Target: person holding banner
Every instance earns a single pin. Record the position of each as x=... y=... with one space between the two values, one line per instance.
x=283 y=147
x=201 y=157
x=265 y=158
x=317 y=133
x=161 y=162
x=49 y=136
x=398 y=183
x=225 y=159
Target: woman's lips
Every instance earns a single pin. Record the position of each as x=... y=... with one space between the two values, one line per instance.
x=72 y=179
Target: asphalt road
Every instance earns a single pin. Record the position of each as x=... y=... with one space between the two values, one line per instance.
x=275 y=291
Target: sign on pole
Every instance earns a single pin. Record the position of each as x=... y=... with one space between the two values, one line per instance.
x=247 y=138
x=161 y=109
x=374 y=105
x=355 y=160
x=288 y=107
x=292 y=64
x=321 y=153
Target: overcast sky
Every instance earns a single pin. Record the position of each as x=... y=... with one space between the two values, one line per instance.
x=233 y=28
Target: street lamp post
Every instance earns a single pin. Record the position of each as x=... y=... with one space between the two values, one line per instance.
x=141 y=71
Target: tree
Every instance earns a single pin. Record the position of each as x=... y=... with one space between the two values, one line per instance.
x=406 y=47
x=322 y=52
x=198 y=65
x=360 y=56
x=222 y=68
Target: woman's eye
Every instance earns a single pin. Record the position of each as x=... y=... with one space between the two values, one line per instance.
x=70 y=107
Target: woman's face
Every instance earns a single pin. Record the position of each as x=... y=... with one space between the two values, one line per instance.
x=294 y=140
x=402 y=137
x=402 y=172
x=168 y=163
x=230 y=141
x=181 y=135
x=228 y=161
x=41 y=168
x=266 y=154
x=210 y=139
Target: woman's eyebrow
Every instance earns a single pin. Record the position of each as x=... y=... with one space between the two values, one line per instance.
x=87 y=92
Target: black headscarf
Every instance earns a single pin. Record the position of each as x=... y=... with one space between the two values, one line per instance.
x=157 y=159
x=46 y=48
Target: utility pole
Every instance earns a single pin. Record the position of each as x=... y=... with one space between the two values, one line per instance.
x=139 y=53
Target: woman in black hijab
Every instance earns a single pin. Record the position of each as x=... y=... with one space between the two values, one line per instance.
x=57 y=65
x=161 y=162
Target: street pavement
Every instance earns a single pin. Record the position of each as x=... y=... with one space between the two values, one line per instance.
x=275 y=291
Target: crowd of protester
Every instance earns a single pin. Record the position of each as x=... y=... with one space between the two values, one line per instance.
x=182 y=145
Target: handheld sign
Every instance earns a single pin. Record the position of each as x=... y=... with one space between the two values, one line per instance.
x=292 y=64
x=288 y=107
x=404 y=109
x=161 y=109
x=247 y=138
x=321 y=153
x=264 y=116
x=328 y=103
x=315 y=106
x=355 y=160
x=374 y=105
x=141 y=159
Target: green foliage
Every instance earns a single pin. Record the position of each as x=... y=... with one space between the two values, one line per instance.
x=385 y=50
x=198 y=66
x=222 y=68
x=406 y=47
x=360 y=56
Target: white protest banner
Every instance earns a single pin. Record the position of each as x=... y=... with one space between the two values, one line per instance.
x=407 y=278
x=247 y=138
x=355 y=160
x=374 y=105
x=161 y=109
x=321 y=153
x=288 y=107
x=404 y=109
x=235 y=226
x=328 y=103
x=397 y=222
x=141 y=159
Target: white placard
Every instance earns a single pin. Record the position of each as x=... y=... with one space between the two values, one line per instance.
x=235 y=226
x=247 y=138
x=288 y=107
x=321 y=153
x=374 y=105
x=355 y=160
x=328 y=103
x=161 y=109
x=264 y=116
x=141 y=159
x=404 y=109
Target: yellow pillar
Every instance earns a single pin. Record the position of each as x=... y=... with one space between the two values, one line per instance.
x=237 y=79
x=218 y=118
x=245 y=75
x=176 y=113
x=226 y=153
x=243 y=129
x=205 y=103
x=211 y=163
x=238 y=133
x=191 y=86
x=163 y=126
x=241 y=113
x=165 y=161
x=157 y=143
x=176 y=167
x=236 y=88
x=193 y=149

**ABOUT THIS TASK**
The records above should be returned exactly.

**WRITTEN SOLUTION**
Target: person holding banner
Every instance earns a single pin. Record the position of each as x=... y=... with one space between the two values, one line per instance.
x=283 y=147
x=201 y=157
x=265 y=158
x=317 y=133
x=161 y=162
x=49 y=136
x=398 y=183
x=225 y=159
Target: woman's lips
Every instance earns a single pin. Record the position of each as x=... y=... with one space between the two values, one line per instance.
x=72 y=179
Target: asphalt road
Every instance earns a single pin. Record the position of each as x=... y=... with one space between the two values, one line per instance.
x=275 y=291
Target: sign on pole
Every instance earns a single pin. Record the position of each as x=... y=... with one space between the two values, one line per instance.
x=247 y=138
x=161 y=109
x=374 y=105
x=355 y=160
x=288 y=107
x=292 y=64
x=321 y=153
Target: overcast sky
Every instance earns a single pin. Record the position of each as x=... y=... with one space between the two values, one line per instance.
x=233 y=28
Target: street lamp post
Every instance earns a single pin. Record the position of each as x=... y=... with one space between the two values, one line per instance.
x=141 y=71
Target: tree
Every instance earns a single pin. Record the position of each as x=... y=... with one space between the two values, one line per instance.
x=406 y=47
x=322 y=52
x=198 y=65
x=360 y=56
x=222 y=68
Target: woman's eye
Every instance earns a single pin. Record the position of each as x=... y=... with one space between the two values, one line per instance.
x=70 y=107
Target: woman's face
Every instance earns a single pin. Record the position of each as x=... y=... with one space between the two values, one line per instance.
x=294 y=140
x=402 y=137
x=402 y=172
x=168 y=163
x=230 y=141
x=181 y=135
x=228 y=161
x=41 y=168
x=266 y=154
x=210 y=139
Target: woman's eyebrow
Every instance earns a single pin. Record the position of each as x=... y=... with one space between the two values, one line per instance.
x=87 y=92
Target: black headscarf
Every instance earns a single pin. Record the position of each as x=... y=... with one space between the two values, one line per instance.
x=157 y=159
x=46 y=48
Target: utility pole
Every instance earns a single pin. Record the position of each as x=... y=... with one space between the two values, one line per instance.
x=139 y=53
Target: woman in black hijab
Every instance earns a single pin. Record the position of each as x=... y=... with one space between the two values, one line per instance.
x=57 y=65
x=161 y=162
Target: street pavement
Every instance earns a single pin. Record the position of each as x=... y=... with one space between the two values, one line per instance.
x=275 y=291
Target: crowd of protester
Every instance earns a single pin. Record the position of each as x=... y=... with one space between the two values, one line per instance.
x=182 y=145
Target: handheld sign
Every instance earns a single pin. Record the position of each as x=... y=... with one space between the two values, one line per instance.
x=292 y=64
x=288 y=107
x=404 y=109
x=161 y=109
x=247 y=138
x=321 y=153
x=264 y=116
x=328 y=103
x=315 y=106
x=355 y=160
x=374 y=105
x=141 y=159
Target: green foliage
Every instance earns a single pin. Record the position of each as x=... y=... with one space between the two values, one line per instance.
x=385 y=50
x=198 y=66
x=222 y=68
x=406 y=47
x=360 y=56
Target: white protest banner
Every instance earns a single pin. Record the position of each as x=... y=... with one space between the two values, one line per instance.
x=407 y=278
x=247 y=138
x=355 y=160
x=374 y=105
x=161 y=109
x=321 y=153
x=288 y=107
x=404 y=109
x=235 y=226
x=328 y=103
x=397 y=222
x=141 y=159
Target: white placard
Every instance earns a single pin. Record the position of each as x=... y=... with one space between the two values, one line per instance.
x=235 y=226
x=247 y=138
x=288 y=107
x=321 y=153
x=374 y=105
x=355 y=160
x=328 y=103
x=161 y=109
x=264 y=116
x=141 y=159
x=404 y=109
Target: yellow pillar
Every instance earns a single pin. Record the position of each as x=... y=... with one space between the two values, one line per instance.
x=237 y=79
x=218 y=118
x=245 y=75
x=176 y=113
x=226 y=153
x=243 y=129
x=205 y=103
x=211 y=163
x=238 y=133
x=191 y=86
x=163 y=126
x=241 y=113
x=165 y=161
x=157 y=143
x=176 y=167
x=236 y=88
x=193 y=149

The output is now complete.